◆ **TASK REQUIREMENTS**: The listing below holds a line with "[locate] beige carpet" and a later line with "[locate] heart on". Write out those two lines and every line between them, exactly, and nothing else.
======== INPUT DATA
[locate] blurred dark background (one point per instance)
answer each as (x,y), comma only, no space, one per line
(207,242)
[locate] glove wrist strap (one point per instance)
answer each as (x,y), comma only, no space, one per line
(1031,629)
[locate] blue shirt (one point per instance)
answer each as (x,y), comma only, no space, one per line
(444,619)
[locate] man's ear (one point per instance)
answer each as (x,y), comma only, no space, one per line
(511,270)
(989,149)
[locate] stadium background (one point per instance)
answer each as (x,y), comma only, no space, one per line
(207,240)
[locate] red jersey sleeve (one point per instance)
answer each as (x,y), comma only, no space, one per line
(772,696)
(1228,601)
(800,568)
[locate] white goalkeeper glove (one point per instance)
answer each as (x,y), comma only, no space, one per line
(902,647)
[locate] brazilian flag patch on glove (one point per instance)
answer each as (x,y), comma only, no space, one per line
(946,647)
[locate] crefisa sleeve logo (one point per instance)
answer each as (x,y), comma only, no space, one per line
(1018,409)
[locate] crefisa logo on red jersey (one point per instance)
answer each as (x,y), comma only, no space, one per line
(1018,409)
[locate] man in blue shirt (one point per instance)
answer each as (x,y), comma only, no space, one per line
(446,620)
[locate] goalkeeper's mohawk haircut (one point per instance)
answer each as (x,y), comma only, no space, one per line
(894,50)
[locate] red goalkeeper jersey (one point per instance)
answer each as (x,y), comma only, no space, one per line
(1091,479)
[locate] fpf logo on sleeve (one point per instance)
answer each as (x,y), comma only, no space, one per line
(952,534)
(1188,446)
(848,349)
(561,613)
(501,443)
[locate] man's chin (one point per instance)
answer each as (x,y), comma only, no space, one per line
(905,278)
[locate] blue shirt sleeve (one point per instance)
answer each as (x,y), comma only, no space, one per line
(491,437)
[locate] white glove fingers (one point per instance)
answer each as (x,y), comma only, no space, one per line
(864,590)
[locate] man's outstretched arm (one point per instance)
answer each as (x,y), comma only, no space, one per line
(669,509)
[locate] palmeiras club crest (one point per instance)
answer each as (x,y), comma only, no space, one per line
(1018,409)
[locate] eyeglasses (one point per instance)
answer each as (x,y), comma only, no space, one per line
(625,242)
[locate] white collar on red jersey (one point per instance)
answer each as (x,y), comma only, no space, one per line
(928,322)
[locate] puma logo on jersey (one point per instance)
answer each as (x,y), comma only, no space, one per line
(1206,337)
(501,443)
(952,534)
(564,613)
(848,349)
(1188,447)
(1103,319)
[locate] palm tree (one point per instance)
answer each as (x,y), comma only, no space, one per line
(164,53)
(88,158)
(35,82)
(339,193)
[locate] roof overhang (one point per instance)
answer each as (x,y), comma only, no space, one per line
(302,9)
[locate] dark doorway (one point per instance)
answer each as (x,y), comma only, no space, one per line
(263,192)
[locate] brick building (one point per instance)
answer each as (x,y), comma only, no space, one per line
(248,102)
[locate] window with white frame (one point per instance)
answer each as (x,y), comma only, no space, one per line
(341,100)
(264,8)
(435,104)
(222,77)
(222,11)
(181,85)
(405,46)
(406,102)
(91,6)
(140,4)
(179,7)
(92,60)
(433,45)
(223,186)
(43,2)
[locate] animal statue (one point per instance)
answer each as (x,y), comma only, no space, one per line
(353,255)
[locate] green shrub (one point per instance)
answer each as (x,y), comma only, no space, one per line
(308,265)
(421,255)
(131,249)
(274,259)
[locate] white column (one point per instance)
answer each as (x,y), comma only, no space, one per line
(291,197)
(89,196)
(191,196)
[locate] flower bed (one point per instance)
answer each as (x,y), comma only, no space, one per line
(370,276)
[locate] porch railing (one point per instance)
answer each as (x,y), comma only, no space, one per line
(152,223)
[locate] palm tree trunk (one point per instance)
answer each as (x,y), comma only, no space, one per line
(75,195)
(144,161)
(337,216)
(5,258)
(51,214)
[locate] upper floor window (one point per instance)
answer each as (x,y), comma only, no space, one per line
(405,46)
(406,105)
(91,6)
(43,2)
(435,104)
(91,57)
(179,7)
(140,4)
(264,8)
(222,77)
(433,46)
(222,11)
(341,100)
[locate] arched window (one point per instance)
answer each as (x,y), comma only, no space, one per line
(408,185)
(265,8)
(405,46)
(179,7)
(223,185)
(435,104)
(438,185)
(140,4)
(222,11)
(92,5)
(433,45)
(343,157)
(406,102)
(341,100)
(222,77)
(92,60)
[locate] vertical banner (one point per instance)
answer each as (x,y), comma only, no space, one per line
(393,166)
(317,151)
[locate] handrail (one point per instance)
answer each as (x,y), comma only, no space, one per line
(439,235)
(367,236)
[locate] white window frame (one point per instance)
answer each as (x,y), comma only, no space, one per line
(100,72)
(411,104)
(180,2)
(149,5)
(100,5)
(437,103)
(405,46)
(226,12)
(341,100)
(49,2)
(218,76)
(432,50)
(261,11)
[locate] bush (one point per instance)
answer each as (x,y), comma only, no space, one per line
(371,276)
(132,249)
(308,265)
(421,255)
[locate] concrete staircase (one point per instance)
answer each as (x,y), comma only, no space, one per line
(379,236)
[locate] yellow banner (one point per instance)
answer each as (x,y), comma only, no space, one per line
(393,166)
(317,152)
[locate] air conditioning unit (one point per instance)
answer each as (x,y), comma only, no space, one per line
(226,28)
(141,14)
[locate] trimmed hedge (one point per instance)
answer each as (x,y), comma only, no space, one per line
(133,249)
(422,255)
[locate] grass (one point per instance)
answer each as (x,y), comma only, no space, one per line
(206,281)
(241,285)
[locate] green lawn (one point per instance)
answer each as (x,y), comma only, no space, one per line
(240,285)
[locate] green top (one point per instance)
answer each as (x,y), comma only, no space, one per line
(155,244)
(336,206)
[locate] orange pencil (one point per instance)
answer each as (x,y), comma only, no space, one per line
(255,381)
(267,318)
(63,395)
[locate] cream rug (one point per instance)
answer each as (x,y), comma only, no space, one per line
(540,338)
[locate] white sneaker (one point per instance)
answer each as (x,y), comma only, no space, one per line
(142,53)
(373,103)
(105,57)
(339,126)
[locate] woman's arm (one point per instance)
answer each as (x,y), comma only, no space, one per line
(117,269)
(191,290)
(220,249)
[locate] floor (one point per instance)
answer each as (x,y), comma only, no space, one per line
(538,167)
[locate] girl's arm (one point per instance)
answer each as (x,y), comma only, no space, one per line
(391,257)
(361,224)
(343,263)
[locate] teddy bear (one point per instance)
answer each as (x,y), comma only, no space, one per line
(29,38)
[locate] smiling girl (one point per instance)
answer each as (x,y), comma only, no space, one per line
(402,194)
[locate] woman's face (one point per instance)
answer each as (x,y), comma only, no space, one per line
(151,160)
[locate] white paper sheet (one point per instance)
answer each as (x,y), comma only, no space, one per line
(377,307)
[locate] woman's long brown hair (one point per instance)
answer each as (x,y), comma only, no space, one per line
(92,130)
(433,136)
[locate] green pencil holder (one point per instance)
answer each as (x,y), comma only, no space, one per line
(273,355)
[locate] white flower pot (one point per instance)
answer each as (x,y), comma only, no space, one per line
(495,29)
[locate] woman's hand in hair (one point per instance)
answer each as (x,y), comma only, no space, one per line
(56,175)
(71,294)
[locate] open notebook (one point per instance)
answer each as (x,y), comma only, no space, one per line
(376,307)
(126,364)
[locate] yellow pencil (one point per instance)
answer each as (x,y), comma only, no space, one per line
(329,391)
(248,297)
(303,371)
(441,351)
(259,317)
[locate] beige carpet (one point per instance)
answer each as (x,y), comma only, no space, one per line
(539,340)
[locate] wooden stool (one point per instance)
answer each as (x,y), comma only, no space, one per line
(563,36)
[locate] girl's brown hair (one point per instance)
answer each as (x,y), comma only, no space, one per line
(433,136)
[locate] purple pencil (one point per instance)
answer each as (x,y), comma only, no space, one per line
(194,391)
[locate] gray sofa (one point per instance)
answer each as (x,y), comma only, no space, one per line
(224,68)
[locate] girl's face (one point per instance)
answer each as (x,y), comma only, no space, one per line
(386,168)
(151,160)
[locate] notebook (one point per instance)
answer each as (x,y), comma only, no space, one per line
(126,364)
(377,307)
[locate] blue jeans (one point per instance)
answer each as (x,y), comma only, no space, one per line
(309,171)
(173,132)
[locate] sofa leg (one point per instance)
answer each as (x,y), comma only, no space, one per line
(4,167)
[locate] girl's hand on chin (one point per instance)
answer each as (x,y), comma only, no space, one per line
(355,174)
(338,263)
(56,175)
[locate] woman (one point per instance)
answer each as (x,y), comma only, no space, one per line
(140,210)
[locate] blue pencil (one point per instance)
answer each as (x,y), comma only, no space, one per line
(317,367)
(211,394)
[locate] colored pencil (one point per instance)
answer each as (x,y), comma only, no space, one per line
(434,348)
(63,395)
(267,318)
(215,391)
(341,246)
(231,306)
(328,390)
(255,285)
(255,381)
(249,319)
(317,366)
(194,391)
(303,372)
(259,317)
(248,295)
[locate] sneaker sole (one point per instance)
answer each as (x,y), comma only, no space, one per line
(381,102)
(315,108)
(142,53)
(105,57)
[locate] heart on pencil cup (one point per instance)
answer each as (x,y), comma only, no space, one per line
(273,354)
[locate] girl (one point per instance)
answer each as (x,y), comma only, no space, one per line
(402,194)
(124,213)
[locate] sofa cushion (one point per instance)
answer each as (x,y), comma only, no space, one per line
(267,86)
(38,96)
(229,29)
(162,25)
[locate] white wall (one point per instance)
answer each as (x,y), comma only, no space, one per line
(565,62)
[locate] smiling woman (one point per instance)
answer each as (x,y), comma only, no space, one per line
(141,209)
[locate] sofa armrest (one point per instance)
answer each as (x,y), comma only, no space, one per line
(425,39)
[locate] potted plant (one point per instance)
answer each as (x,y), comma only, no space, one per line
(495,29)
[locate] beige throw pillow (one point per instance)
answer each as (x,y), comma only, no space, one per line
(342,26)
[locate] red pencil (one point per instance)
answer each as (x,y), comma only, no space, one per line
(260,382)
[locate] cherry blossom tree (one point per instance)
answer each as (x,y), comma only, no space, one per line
================
◆ **SOLUTION TO THIS EXERCISE**:
[locate] beige carpet (one point per instance)
answer each as (x,y), comma only, no space, one per line
(539,340)
[locate] wooden stool (one point per instance)
answer each as (x,y), comma only, no space, one per line
(563,36)
[locate] girl's brown hair (one point per instance)
answer each as (x,y), comma only, no space, one per line
(433,136)
[locate] purple pencil (one point per instance)
answer each as (x,y), comma only, no space, one per line
(194,391)
[locate] gray sofa (one point per instance)
answer each as (x,y), comma only, no space, one per line
(224,68)
[locate] girl's face (one point per instance)
answer each as (x,y), comma only, no space, one per line
(386,168)
(151,160)
[locate] notebook (one point per instance)
answer each as (x,y), comma only, no space, one per line
(126,364)
(377,307)
[locate] blue jeans (one point per instance)
answer each as (x,y), comma only, no space, one per line
(309,171)
(173,132)
[locate] sofa leg (one point per instance)
answer each as (x,y), comma only, no space, one per line
(4,167)
[locate] girl's hand on chin (one point per instance)
answer each as (x,y), comma only, no space, one per line
(355,174)
(338,263)
(56,175)
[locate] woman (one point per instance)
answer each as (x,y), comma only, no space, one per line
(140,210)
[locate] blue pencil (one point per instance)
answer each as (x,y), comma only, no space, one per line
(317,367)
(211,394)
[locate] colored pencil (one point per instance)
answer each as (x,y), comma only, no space, one per line
(434,348)
(63,395)
(267,318)
(215,391)
(341,246)
(231,306)
(328,390)
(255,285)
(255,381)
(249,319)
(317,366)
(194,391)
(303,372)
(259,317)
(248,295)
[locate] sneaker sole (one point per instance)
answer each as (x,y), comma only, no space, one per line
(381,102)
(315,108)
(142,53)
(105,57)
[locate] heart on pencil cup (one point per instance)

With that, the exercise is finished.